Al ritorno da sei mesi in orbita, l’astronauta italiano racconta la sua esperienza di vita e di lavoro sulla Stazione Spaziale Internazionale.
Ero al telefono con Luca Parmitano già da una ventina di minuti quando mi ha detto: «Se senti che a volte prendo fiato è perché sono in bicicletta». Non capita tutti i giorni di intervistare un astronauta, meno che mai mentre se ne va in bici da qualche parte negli USA. Ma non potevo sperare in un’immagine migliore per descrivere il personaggio, la sua disponibilità a raccontarsi e a raccontare, la grande preparazione fisica e mentale e una immediatezza che lascia spesso, noi sì, senza fiato.
Un astronauta e uno scienziato hanno un sentire comune: spinti dal desiderio di sapere, non sono attratti da ciò che si conosce ma da quello che è ancora incerto, che va ancora capito. Sebbene in maniera diversa, entrambi non vedono l’ora di mettersi alla prova, anche a costo di prendere dei rischi. Concordi?
Sono un test-pilot, mettere alla prova un velivolo da collaudare è il mio mestiere. Però nello spazio ho fatto meno guai di quanto avrei potuto! Non bisogna mai dimenticare che è un ambiente davvero ostile e bisogna trovare un buon bilanciamento tra rischio e sicurezza, ma soprattutto avere la capacità di trasformare ogni guaio in un’opportunità per imparare qualcosa di nuovo, per migliorare le tecnologie e le procedure che si usano.
Ti riferisci in particolare ai “guai” avuti durante la tua seconda passeggiata spaziale, quando il casco ha cominciato a riempirsi d’acqua?
Certo non è stata un’esperienza piacevole, ma non vorrei nemmeno che i miei sei mesi di vita e di scienza nello spazio si riducano ai problemi avuti in pochi minuti di attività extraveicolare: per noi è stato comunque un giorno buono. Innanzitutto perché abbiamo dimostrato che la risposta a una situazione di emergenza come quella, sia da parte del team a terra che dell’equipaggio della ISS, è stata perfetta: altrimenti non sarei qui a parlarne! Poi abbiamo imparato molto su come migliorare le tute, ci siamo posti un sacco di domande che altrimenti non ci saremmo mai fatti e abbiamo trovato delle soluzioni (le nuove tute spaziali sono in via di realizzazione e il nostro contributo si sta dimostrando fondamentale). Insomma ci siamo chiesti cos’è che ancora non sappiamo, che non abbiamo considerato o che dobbiamo ancora scoprire. In effetti, sono proprio queste le domande che si pone uno scienziato. Diciamo che se uno scienziato cerca dei contesti in grado di fornirgli informazioni che possano convalidare o smentire un’ipotesi su qualche fenomeno naturale, un astronauta cerca quali siano i punti critici di un sistema, di una macchina o di un apparato. E infilarsi la tuta, aprire il portello e galleggiare nello spazio, questo significa per me fare l’astronauta.

_Dati grezzi:_
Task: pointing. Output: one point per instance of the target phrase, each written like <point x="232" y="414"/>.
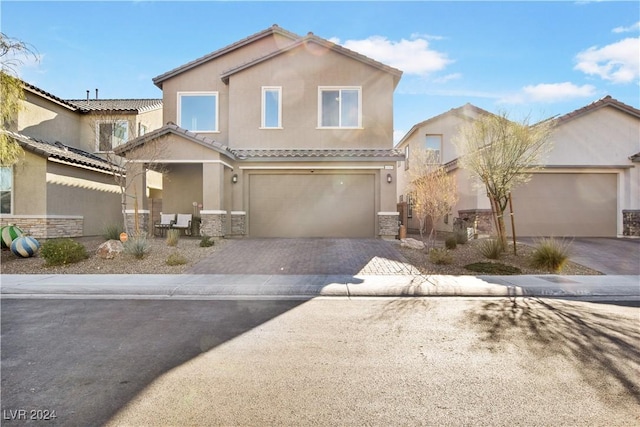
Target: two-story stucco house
<point x="277" y="135"/>
<point x="589" y="186"/>
<point x="64" y="186"/>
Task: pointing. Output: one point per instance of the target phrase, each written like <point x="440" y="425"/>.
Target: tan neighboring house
<point x="590" y="184"/>
<point x="278" y="135"/>
<point x="64" y="185"/>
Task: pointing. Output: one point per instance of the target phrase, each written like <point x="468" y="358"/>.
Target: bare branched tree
<point x="433" y="190"/>
<point x="12" y="52"/>
<point x="503" y="154"/>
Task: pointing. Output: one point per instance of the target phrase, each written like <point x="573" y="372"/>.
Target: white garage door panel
<point x="312" y="205"/>
<point x="566" y="204"/>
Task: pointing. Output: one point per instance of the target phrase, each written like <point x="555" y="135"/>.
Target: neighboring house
<point x="277" y="135"/>
<point x="590" y="184"/>
<point x="64" y="186"/>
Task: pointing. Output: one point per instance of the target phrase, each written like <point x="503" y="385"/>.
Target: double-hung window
<point x="433" y="144"/>
<point x="6" y="189"/>
<point x="110" y="134"/>
<point x="271" y="107"/>
<point x="198" y="111"/>
<point x="339" y="107"/>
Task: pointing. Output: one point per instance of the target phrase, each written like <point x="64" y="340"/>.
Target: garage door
<point x="567" y="204"/>
<point x="312" y="205"/>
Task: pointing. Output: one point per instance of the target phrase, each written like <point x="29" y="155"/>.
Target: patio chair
<point x="165" y="223"/>
<point x="183" y="223"/>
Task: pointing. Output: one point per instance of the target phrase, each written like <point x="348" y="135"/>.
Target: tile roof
<point x="60" y="151"/>
<point x="137" y="105"/>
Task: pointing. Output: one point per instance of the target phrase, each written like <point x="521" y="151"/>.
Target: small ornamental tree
<point x="503" y="154"/>
<point x="433" y="190"/>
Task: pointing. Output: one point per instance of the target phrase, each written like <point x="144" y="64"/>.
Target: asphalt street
<point x="324" y="361"/>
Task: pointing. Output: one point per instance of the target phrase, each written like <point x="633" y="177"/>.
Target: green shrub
<point x="491" y="248"/>
<point x="550" y="254"/>
<point x="440" y="256"/>
<point x="137" y="246"/>
<point x="176" y="258"/>
<point x="206" y="241"/>
<point x="112" y="232"/>
<point x="451" y="242"/>
<point x="63" y="251"/>
<point x="173" y="236"/>
<point x="493" y="268"/>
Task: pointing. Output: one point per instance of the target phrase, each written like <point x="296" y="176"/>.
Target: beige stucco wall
<point x="76" y="191"/>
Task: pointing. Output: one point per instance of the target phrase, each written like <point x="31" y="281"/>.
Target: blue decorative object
<point x="25" y="246"/>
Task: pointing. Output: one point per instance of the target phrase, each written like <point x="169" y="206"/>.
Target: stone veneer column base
<point x="213" y="223"/>
<point x="47" y="226"/>
<point x="388" y="225"/>
<point x="631" y="222"/>
<point x="143" y="221"/>
<point x="238" y="223"/>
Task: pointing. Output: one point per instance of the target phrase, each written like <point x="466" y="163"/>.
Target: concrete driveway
<point x="611" y="256"/>
<point x="305" y="256"/>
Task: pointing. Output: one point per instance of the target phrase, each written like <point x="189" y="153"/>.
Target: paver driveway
<point x="305" y="256"/>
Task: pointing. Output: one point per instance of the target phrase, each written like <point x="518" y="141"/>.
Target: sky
<point x="528" y="59"/>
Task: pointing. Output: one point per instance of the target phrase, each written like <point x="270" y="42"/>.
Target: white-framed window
<point x="6" y="189"/>
<point x="271" y="107"/>
<point x="198" y="111"/>
<point x="433" y="143"/>
<point x="339" y="107"/>
<point x="110" y="134"/>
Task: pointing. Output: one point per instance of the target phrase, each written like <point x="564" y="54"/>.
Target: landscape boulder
<point x="110" y="249"/>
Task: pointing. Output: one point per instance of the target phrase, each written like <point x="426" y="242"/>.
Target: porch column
<point x="213" y="215"/>
<point x="136" y="199"/>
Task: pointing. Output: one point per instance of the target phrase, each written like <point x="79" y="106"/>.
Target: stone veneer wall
<point x="388" y="224"/>
<point x="213" y="223"/>
<point x="46" y="226"/>
<point x="631" y="222"/>
<point x="238" y="223"/>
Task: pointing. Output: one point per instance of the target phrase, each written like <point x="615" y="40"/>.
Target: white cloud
<point x="411" y="56"/>
<point x="549" y="93"/>
<point x="617" y="62"/>
<point x="629" y="29"/>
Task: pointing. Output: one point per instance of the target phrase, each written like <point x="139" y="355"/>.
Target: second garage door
<point x="312" y="205"/>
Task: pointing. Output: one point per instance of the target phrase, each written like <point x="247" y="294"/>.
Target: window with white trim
<point x="271" y="107"/>
<point x="6" y="189"/>
<point x="198" y="111"/>
<point x="433" y="143"/>
<point x="339" y="107"/>
<point x="110" y="134"/>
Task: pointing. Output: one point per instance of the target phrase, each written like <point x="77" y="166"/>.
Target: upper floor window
<point x="198" y="111"/>
<point x="433" y="144"/>
<point x="271" y="107"/>
<point x="6" y="189"/>
<point x="340" y="107"/>
<point x="110" y="134"/>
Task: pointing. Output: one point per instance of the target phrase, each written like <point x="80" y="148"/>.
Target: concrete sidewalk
<point x="230" y="286"/>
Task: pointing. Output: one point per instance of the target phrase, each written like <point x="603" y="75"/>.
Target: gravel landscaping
<point x="155" y="262"/>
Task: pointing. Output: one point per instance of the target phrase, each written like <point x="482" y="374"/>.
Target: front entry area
<point x="312" y="205"/>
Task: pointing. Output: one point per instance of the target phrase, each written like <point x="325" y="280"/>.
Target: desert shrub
<point x="111" y="232"/>
<point x="461" y="236"/>
<point x="550" y="254"/>
<point x="490" y="248"/>
<point x="173" y="236"/>
<point x="206" y="241"/>
<point x="137" y="246"/>
<point x="451" y="242"/>
<point x="492" y="268"/>
<point x="176" y="258"/>
<point x="440" y="256"/>
<point x="63" y="251"/>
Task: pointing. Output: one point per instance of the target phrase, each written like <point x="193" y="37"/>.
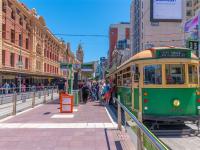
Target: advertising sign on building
<point x="166" y="10"/>
<point x="194" y="45"/>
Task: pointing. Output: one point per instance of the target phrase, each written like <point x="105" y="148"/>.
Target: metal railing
<point x="14" y="101"/>
<point x="144" y="137"/>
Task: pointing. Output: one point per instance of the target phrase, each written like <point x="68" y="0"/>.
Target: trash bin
<point x="76" y="97"/>
<point x="66" y="103"/>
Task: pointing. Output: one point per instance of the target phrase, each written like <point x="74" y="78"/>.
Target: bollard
<point x="119" y="117"/>
<point x="14" y="103"/>
<point x="33" y="100"/>
<point x="45" y="97"/>
<point x="52" y="95"/>
<point x="125" y="121"/>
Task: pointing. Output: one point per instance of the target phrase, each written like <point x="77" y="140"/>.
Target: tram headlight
<point x="176" y="103"/>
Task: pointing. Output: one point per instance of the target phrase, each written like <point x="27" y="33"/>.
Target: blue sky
<point x="83" y="17"/>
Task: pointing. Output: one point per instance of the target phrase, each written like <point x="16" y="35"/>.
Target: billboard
<point x="166" y="10"/>
<point x="191" y="24"/>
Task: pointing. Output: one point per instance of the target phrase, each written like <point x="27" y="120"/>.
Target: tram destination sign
<point x="173" y="53"/>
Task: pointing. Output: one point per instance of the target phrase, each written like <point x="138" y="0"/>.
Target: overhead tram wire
<point x="82" y="35"/>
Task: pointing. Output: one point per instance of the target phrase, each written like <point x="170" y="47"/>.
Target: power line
<point x="81" y="35"/>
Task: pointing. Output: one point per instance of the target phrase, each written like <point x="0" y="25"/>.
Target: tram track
<point x="185" y="137"/>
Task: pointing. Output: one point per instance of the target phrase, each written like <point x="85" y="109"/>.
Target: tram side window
<point x="193" y="75"/>
<point x="153" y="74"/>
<point x="175" y="73"/>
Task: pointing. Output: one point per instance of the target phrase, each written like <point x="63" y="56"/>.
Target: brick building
<point x="119" y="40"/>
<point x="25" y="38"/>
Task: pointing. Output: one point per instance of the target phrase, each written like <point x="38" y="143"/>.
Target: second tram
<point x="160" y="84"/>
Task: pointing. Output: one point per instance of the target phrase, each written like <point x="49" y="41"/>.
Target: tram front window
<point x="153" y="74"/>
<point x="193" y="76"/>
<point x="175" y="74"/>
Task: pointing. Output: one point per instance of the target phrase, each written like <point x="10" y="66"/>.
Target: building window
<point x="45" y="69"/>
<point x="21" y="21"/>
<point x="12" y="59"/>
<point x="27" y="43"/>
<point x="4" y="7"/>
<point x="189" y="13"/>
<point x="193" y="75"/>
<point x="12" y="36"/>
<point x="26" y="63"/>
<point x="13" y="15"/>
<point x="189" y="4"/>
<point x="4" y="31"/>
<point x="3" y="57"/>
<point x="20" y="39"/>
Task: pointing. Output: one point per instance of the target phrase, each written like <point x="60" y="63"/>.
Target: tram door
<point x="135" y="88"/>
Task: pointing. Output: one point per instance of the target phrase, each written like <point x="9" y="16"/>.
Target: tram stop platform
<point x="90" y="127"/>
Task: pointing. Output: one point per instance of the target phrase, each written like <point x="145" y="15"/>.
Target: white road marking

_Consegna:_
Rispondi in base all'intervista a Luca Parmitano:
1. Quanto tempo ha trascorso in orbita l'astronauta?
2. Che cosa stava facendo durante la telefonata?
3. Che cosa ha cominciato a riempirsi d'acqua durante la seconda passeggiata spaziale?
I record provengono da un'altra fonte.

_Risposta attesa:_
1. Sei mesi.
2. Andava in bicicletta.
3. Il casco.